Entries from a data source
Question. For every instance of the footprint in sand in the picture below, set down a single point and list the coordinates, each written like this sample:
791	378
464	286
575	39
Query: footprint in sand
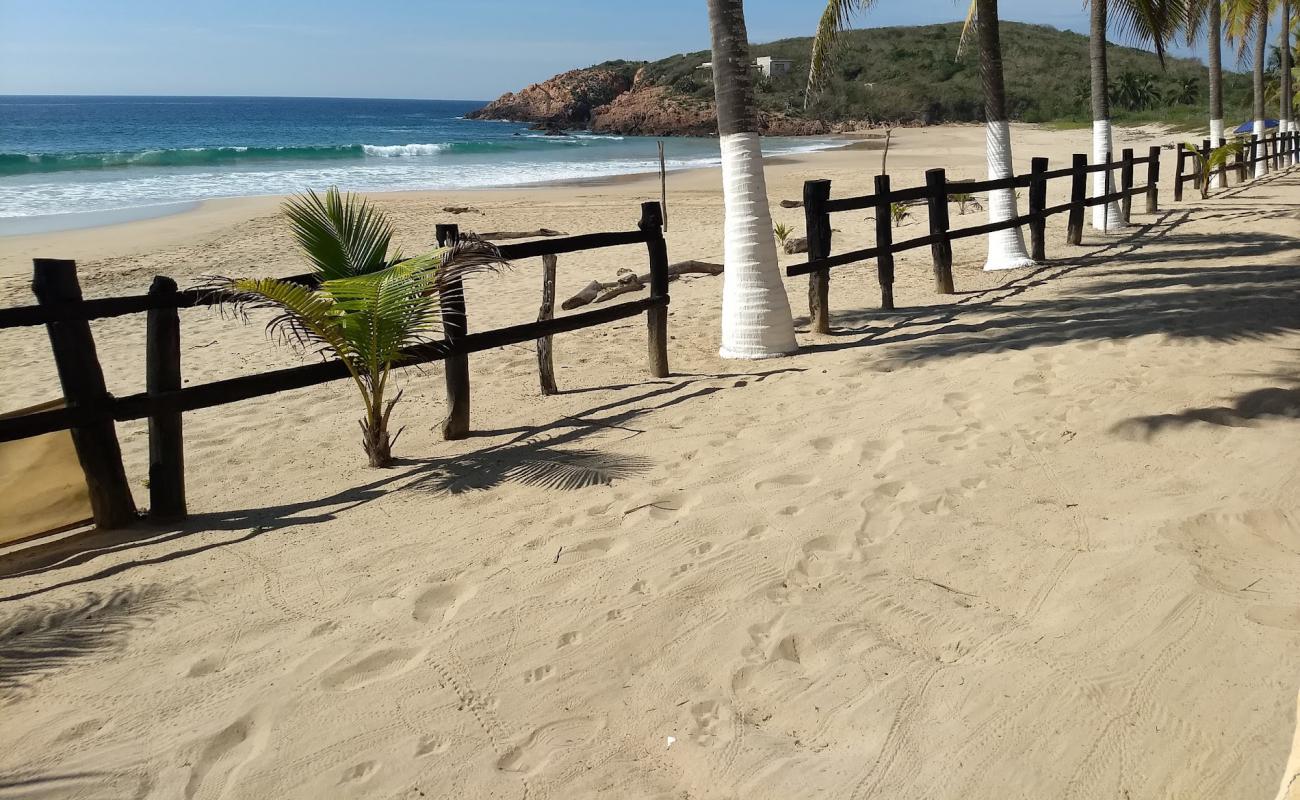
359	773
549	743
783	481
1275	617
540	674
222	756
381	665
438	604
586	550
432	746
711	721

__Given problem__.
Render every line of the entries above as a JSON list of strings, one string per line, with blank lines omitted. Leave the pictures out.

__Result__.
[
  "Question. For every instance of the footprint in sand in the picture below, set down a single point and list the coordinates, each written like this sample:",
  "791\t378",
  "464\t286",
  "575\t39",
  "Query: footprint in sand",
  "359\t773",
  "549\t743",
  "783\t481",
  "1275\t617",
  "540\t674",
  "222\t756",
  "381\t665",
  "438\t604",
  "586\t550",
  "432\t746",
  "711\t721"
]